**WHAT TO DO**
Each record below needs to be copied out exactly as it stands.

..........

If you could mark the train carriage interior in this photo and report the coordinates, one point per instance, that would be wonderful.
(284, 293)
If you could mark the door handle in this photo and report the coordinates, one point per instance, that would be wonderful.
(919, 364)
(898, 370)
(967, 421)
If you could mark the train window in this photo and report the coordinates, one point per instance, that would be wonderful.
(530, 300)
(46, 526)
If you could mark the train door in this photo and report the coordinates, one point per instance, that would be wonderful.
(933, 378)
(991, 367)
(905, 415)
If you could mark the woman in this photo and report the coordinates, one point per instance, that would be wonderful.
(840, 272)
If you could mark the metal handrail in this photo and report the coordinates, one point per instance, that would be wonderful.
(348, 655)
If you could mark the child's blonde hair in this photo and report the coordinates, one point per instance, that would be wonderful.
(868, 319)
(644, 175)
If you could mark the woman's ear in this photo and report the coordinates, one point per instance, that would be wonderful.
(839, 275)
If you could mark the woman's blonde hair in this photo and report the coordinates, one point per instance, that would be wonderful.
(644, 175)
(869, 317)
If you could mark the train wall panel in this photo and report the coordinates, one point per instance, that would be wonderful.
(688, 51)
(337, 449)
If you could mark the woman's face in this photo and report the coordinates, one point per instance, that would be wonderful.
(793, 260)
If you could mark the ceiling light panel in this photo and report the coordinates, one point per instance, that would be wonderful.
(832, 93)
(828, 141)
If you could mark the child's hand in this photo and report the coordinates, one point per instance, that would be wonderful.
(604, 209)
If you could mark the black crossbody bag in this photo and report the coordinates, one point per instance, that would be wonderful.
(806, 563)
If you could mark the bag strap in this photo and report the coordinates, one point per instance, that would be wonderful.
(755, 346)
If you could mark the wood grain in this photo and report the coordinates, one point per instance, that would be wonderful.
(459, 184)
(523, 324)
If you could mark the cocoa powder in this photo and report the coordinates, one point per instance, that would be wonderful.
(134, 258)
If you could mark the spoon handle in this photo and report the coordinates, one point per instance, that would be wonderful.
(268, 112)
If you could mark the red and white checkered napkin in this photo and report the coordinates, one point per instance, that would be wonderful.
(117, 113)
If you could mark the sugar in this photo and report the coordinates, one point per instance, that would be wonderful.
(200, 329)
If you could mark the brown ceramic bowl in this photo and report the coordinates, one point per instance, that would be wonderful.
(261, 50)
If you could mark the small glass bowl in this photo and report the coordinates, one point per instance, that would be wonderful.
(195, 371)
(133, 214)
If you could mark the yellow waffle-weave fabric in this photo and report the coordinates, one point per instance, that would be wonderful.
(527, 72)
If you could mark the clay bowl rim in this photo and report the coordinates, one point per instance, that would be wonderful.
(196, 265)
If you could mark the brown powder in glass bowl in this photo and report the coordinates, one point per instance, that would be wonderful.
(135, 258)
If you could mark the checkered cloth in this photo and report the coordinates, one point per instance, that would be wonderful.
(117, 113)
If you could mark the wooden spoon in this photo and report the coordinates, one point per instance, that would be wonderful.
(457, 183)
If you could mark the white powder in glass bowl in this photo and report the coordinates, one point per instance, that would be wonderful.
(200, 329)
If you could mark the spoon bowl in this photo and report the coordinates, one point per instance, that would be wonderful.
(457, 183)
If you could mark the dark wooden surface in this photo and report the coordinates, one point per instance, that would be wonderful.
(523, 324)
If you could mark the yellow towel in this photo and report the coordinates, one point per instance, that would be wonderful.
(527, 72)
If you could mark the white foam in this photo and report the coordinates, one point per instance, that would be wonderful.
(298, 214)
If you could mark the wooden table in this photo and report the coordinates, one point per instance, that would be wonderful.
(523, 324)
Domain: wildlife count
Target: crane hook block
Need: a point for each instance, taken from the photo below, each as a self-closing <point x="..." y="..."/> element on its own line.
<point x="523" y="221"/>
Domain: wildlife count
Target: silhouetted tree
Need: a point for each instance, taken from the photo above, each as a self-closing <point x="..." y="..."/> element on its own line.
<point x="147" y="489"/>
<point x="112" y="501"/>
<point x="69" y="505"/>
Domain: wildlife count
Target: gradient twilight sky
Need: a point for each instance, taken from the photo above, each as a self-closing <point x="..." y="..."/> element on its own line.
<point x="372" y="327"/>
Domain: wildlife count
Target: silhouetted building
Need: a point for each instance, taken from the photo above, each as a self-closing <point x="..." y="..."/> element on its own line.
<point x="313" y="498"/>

..........

**RESPONSE TO THE EXERCISE**
If you could mark the train carriage interior in this photo and report the coordinates, one point per instance, that would be wonderful.
(284, 293)
If you could mark the door handle in this photo and report the coordinates, one point per instance, that would be wonderful.
(919, 364)
(898, 370)
(967, 421)
If you could mark the train window in this photo and report the coordinates, one point per instance, that would be wonderful.
(530, 300)
(46, 526)
If you could mark the train door in this photo and report the coordinates, one point per instance, that would be wonderful.
(933, 378)
(991, 367)
(905, 415)
If you could mark the woman in this photo and report the coordinates, one point per instance, that would be wonderful.
(840, 272)
If you could mark the metal handrail in this photo and report the coordinates, one point per instance, that would be wonderful.
(348, 655)
If you could mark the child's blonde hair in this photo and report the coordinates, one point per instance, that would be wonderful.
(868, 319)
(644, 175)
If you could mark the woman's ear in this photo and report the coordinates, one point per instance, that would be wonderful.
(839, 275)
If you could mark the woman's blonde hair in this photo and report the coordinates, one point per instance, that would be wonderful.
(644, 175)
(869, 317)
If you could mark the train wall panel in this photo and report the coordinates, one point per instance, that would be wonderful.
(688, 51)
(337, 449)
If you could mark the woman's face in this photo and report the coordinates, one point per instance, that would be wonderful.
(793, 260)
If you could mark the ceiling light panel in this photo and report the coordinates, one point per instance, that would be wonderful.
(832, 93)
(828, 141)
If you could mark the child's hand in this photo and report the coordinates, one point per instance, that would be wonderful.
(604, 209)
If you could mark the black crossbody bag in this photo and report the coordinates, one point per instance, that would be wonderful.
(806, 563)
If you could mark the bag strap in this photo and report the coordinates, one point per instance, that would be wonderful.
(755, 346)
If you could mark the wood grain in this photo and report the coordinates, one point per instance, that would be wonderful.
(459, 184)
(523, 324)
If you could mark the cocoa powder in this photo and report the coordinates, one point per instance, that would be wonderful.
(134, 258)
If you could mark the spoon handle in this photo and report the coordinates, one point per instance, that would be wonderful.
(268, 112)
If you could mark the red and white checkered napkin in this photo and report the coordinates, one point per instance, that would be wonderful.
(117, 113)
If you could mark the sugar in this photo and report the coordinates, one point per instance, that would be wonderful.
(200, 329)
If you could mark the brown ceramic bowl in this photo and report the coordinates, one point per instance, that would be wonderful.
(261, 50)
If you could mark the small glass bowl in this photo and report the coordinates, one point per instance, that would be wonderful.
(195, 371)
(133, 214)
If you could mark the yellow waffle-weave fabric in this photo and report the coordinates, one point per instance, that would be wonderful.
(527, 72)
If you could mark the clay bowl rim in this photo and report the coordinates, one point per instance, that would be wonderful.
(196, 265)
If you could mark the brown powder in glass bowl in this photo and report the coordinates, one point per instance, that would be wonderful.
(135, 258)
If you could mark the checkered cloth in this photo and report the coordinates, one point per instance, that would be wonderful.
(117, 113)
If you could mark the wooden spoon in this photo and report the coordinates, one point per instance, that would be wonderful.
(457, 183)
If you could mark the white powder in glass bowl in this photo and report the coordinates, one point per instance, that would be wonderful.
(200, 329)
If you could mark the spoon bowl in this photo and report the coordinates, one point per instance, that would be wonderful.
(457, 183)
If you could mark the dark wooden surface in this photo and report the coordinates, one point per instance, that would be wonderful.
(523, 324)
If you could mark the yellow towel in this photo and report the coordinates, one point per instance, that would be wonderful.
(527, 72)
If you could mark the white foam in this photo and report the coordinates, one point per instance, that would be wonderful.
(298, 214)
If you could mark the wooden table in this photo and report the coordinates, one point per instance, that would be wonderful.
(523, 324)
Domain: wildlife count
Target: crane hook block
Need: a point for each instance, taken from the photo below, each as a self-closing <point x="..." y="..."/> element on its own line.
<point x="523" y="221"/>
Domain: wildlife count
Target: silhouetted tree
Need: a point for each instance, taken from the photo above, each as a self-closing <point x="..." y="..."/> element on its own line.
<point x="147" y="489"/>
<point x="112" y="501"/>
<point x="69" y="505"/>
Domain: wildlife count
Target: gradient twilight sky
Need: a point for each instance, taken from the photo above, each as a self-closing <point x="..." y="..."/> element on its own line.
<point x="372" y="327"/>
Domain: wildlife count
Target: silhouetted building
Need: a point for each instance, taken from the photo above, each as a self-closing <point x="..." y="..."/> element on its own line.
<point x="313" y="498"/>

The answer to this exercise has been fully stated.